---------- Excerpted data

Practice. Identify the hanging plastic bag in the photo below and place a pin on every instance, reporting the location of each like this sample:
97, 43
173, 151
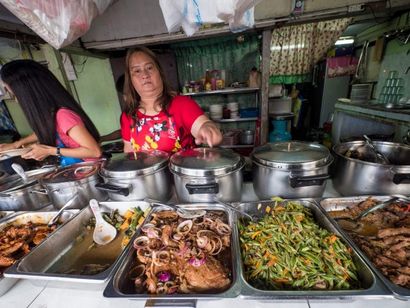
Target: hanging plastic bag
191, 14
58, 22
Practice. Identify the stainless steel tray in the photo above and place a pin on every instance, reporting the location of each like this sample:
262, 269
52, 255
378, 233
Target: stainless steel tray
118, 288
35, 264
19, 218
333, 204
371, 287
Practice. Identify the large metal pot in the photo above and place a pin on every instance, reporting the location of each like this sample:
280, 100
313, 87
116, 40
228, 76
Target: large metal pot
19, 195
74, 180
202, 174
291, 169
354, 176
136, 177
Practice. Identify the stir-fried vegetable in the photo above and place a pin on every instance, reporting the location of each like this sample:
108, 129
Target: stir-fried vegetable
286, 249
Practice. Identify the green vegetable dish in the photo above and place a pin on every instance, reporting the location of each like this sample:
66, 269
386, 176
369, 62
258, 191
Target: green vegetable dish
287, 250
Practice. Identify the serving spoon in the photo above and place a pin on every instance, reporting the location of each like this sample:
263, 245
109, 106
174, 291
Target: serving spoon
104, 233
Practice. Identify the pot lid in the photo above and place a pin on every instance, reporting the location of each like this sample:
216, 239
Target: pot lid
292, 155
130, 164
205, 162
74, 173
15, 182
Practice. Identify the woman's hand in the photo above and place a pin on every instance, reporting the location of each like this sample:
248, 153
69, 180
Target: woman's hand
39, 152
208, 133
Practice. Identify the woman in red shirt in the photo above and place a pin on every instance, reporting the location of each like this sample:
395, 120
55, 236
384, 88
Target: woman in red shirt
155, 117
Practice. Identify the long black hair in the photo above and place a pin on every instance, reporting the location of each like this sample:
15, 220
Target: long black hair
132, 98
40, 96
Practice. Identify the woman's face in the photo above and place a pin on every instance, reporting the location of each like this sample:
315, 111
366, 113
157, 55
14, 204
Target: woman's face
145, 75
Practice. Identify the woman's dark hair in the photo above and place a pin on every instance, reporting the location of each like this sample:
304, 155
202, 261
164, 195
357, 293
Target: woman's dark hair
41, 95
132, 98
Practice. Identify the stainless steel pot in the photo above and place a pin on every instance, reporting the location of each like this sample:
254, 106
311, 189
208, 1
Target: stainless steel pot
74, 180
19, 195
202, 174
353, 176
144, 175
291, 169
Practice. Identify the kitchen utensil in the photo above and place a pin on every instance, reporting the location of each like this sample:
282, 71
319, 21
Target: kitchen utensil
77, 179
230, 206
55, 218
104, 233
290, 169
354, 176
135, 178
184, 213
352, 224
202, 173
20, 171
380, 157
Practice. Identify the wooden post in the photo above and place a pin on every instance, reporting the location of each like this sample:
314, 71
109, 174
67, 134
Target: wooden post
266, 40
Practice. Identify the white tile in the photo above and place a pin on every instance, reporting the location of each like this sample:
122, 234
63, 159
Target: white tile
20, 295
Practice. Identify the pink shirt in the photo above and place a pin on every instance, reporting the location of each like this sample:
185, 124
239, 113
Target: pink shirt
66, 119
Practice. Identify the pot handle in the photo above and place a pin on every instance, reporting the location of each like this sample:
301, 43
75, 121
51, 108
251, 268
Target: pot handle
399, 178
301, 181
212, 188
125, 191
42, 191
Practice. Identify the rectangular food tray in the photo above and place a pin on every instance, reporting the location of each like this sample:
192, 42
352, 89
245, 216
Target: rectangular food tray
334, 204
371, 286
119, 287
34, 265
19, 218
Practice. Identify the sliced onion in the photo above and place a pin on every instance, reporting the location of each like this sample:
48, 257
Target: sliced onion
137, 272
222, 228
141, 242
202, 241
184, 227
197, 262
164, 276
146, 227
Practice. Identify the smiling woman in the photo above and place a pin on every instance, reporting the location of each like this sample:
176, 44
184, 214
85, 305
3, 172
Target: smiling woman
155, 118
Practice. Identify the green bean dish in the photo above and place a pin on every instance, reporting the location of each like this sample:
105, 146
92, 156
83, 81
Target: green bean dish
287, 250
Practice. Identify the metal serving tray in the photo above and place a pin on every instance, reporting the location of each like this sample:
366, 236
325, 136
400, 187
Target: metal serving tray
19, 218
371, 286
35, 265
118, 286
334, 204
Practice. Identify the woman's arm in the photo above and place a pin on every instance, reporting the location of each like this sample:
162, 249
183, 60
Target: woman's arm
19, 143
88, 148
205, 131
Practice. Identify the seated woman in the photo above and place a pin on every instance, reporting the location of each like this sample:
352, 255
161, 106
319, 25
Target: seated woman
155, 118
60, 125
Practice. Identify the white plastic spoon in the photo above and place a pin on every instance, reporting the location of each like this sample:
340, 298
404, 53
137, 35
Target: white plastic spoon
104, 233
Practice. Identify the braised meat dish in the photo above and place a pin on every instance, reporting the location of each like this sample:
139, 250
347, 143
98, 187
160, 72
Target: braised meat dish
388, 242
17, 241
180, 255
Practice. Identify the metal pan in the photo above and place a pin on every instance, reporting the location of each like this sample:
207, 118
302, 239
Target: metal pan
334, 204
371, 287
120, 286
20, 218
38, 265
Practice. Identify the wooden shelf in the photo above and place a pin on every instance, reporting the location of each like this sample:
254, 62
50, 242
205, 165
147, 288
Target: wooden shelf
235, 120
224, 91
236, 146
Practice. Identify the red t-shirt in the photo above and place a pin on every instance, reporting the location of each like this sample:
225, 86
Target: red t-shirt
162, 132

--------------------

◆ What is needed ◆
Output the material above as a numbered list of its lines, skipping any blank lines and leaving out the pictures.

◆ Written solution ◆
1. Practice. Identify the hanging plastic bag in the photo below and place a pin on every instance, reporting the location of each like this sample:
2. 97, 43
3. 173, 151
4. Target: hanging plastic bag
5. 191, 14
6. 58, 22
7. Practice. Identify the stainless steel tray in the photo above and place a pin on every instance, reporting the location of each like this sample:
8. 262, 269
9. 52, 255
10. 378, 233
11. Target: stainless steel tray
12. 118, 288
13. 35, 264
14. 19, 218
15. 333, 204
16. 371, 287
17. Practice. Identify the large metal pot in the photo above and place a pin on every instance, reporting the location of each like this sample:
18. 280, 100
19. 313, 87
20. 116, 40
21. 228, 76
22. Target: large metal pot
23. 19, 195
24. 74, 180
25. 202, 174
26. 291, 169
27. 354, 176
28. 136, 177
29. Practice. Identify the stir-fried vegetable in the photo above and place a pin on every instance, reporting the location of each like this sample:
30. 108, 129
31. Target: stir-fried vegetable
32. 286, 249
33. Practice. Identify the green vegetable dish in the photo above and place a pin on every instance, reporting the location of each like this sample:
34. 66, 269
35. 386, 176
36. 369, 62
37. 258, 191
38. Target: green vegetable dish
39. 287, 250
40. Practice. Identify the serving spoon in the photo above and place a pin on every instance, reporting the location of each like this sample:
41. 263, 245
42. 109, 106
43. 174, 291
44. Target: serving spoon
45. 104, 233
46. Practice. Identify the pot lid in the photo above and place a pin on every instance, reporting the location of each like this sample:
47. 216, 239
48. Target: pot lid
49. 292, 155
50. 130, 164
51. 205, 162
52. 74, 173
53. 15, 182
54. Practice. Identify the woman's hand in the photo above and place a pin on every instance, reporting the location of each like this sample:
55. 248, 153
56. 69, 180
57. Target: woman's hand
58. 39, 152
59. 208, 133
60. Practice. Identify the woman in red shirt in the photo above and place a pin on every instance, reporting the location of each like this sample:
61. 395, 120
62. 55, 236
63. 384, 88
64. Target: woman in red shirt
65. 155, 117
66. Practice. Identify the long black hair in the photo above and place a pin on every instance, reporting the location of each like this sample:
67. 15, 220
68. Target: long black hair
69. 132, 98
70. 40, 96
71. Practice. Identify the woman's face in the photo above and place a pin on every instance, reporting the location of each like this sample:
72. 315, 111
73. 366, 113
74. 157, 55
75. 14, 204
76. Target: woman's face
77. 145, 75
78. Practice. Identify the woman's dark hair in the photo above and place a pin on every instance, reporting the location of each like this sample:
79. 304, 155
80. 202, 261
81. 164, 195
82. 357, 293
83. Target: woman's dark hair
84. 41, 95
85. 132, 98
86. Practice. Identify the stainless steel pot in the photo above and place a pin on every instance, reporting the location of each like this sample:
87. 254, 106
88. 311, 189
89. 208, 1
90. Target: stainless steel pot
91. 74, 180
92. 19, 195
93. 202, 174
94. 353, 176
95. 144, 175
96. 291, 169
97. Practice. Identify the kitchen utensil in the photo above and place a pin on every instance, reporting the location of each like this sample:
98. 282, 71
99. 319, 21
100. Target: kitchen utensil
101. 77, 179
102. 230, 206
103. 55, 218
104. 104, 233
105. 290, 169
106. 354, 176
107. 135, 178
108. 184, 213
109. 352, 224
110. 202, 173
111. 20, 171
112. 380, 157
113. Practice. Identify the wooden post in the photo above and place a pin on every instance, reporting the location of each like this sample:
114. 314, 71
115. 109, 174
116. 67, 134
117. Target: wooden post
118. 266, 40
119. Practice. Identify the white tile in the photo above and place a pin on every instance, reporting the location of each like this sample:
120. 122, 234
121. 63, 159
122. Target: white tile
123. 20, 295
124. Practice. Identify the pink shirt in the photo above and place a pin on every instance, reporting the location of each like this sample:
125. 185, 124
126. 239, 113
127. Target: pink shirt
128. 66, 119
129. Practice. Identify the pot handle in the photo above and place a pin on every instance, reporting the location of each like this sample:
130. 301, 43
131. 75, 121
132. 51, 108
133. 251, 268
134. Target: pot handle
135. 399, 178
136. 301, 181
137. 212, 188
138. 125, 191
139. 42, 191
140. Practice. Identify the rectangular food tray in the photo above and place a pin on every instance, reporting the location of each like this sample:
141. 192, 42
142. 352, 89
143. 245, 216
144. Target: rectangular food tray
145. 334, 204
146. 371, 286
147. 119, 287
148. 34, 265
149. 19, 218
150. Practice. Identify the sliced onion in the photo above and place a pin on every instance, reporting the location of each like this sample:
151. 48, 257
152. Target: sliced onion
153. 137, 272
154. 222, 228
155. 141, 242
156. 202, 241
157. 184, 227
158. 197, 262
159. 164, 276
160. 146, 227
161. Practice. Identify the smiling woman in the photo above and place a pin on every instance, reporting the location of each like this sample:
162. 176, 44
163. 184, 214
164. 85, 305
165. 3, 172
166. Target: smiling woman
167. 155, 118
168. Practice. Identify the green bean dish in the photo above and place a pin on every instance, reporting the location of each like this sample:
169. 105, 146
170. 92, 156
171. 83, 81
172. Target: green bean dish
173. 287, 250
174. Practice. Identify the metal serving tray in the photo above and place a pin on every instance, reporting the location of each like this sample:
175. 366, 236
176. 325, 136
177. 400, 187
178. Target: metal serving tray
179. 19, 218
180. 371, 286
181. 35, 265
182. 118, 286
183. 334, 204
184. Practice. Identify the woman's arm in the photo above and place a pin on every instance, reporting the location of each like this sample:
185. 162, 249
186. 183, 60
187. Target: woman's arm
188. 19, 143
189. 88, 148
190. 205, 131
191. Practice. Identify the seated woman in the photo above and place a pin on every instance, reporting the location of each like this sample:
192. 352, 255
193. 161, 106
194. 319, 25
195. Target: seated woman
196. 155, 118
197. 60, 125
198. Practice. Identify the white plastic spoon in the photo above and place a pin on every instance, reporting the location of each like this sample:
199. 340, 298
200. 404, 53
201. 137, 35
202. Target: white plastic spoon
203. 104, 233
204. Practice. Identify the braised meat dish in the photo above and place a pin on every instance, reporting the location of each like this sample:
205. 139, 250
206. 347, 143
207. 98, 187
208. 160, 72
209. Target: braised meat dish
210. 388, 242
211. 17, 241
212. 180, 255
213. Practice. Identify the metal pan in the photo above and place a pin on every instance, reporting the location of each like this sample:
214. 207, 118
215. 302, 239
216. Target: metal pan
217. 334, 204
218. 371, 287
219. 120, 286
220. 20, 218
221. 38, 265
222. Practice. Identify the wooden shelf in the photo above and place a pin on every instance, reporting the location of each like this sample:
223. 254, 62
224. 50, 242
225. 205, 165
226. 147, 288
227. Target: wooden shelf
228. 235, 120
229. 224, 91
230. 236, 146
231. Practice. Identify the red t-shirt in the photo above and place a pin on every instance, reporting the location of each like this sample:
232. 225, 86
233. Target: red t-shirt
234. 162, 132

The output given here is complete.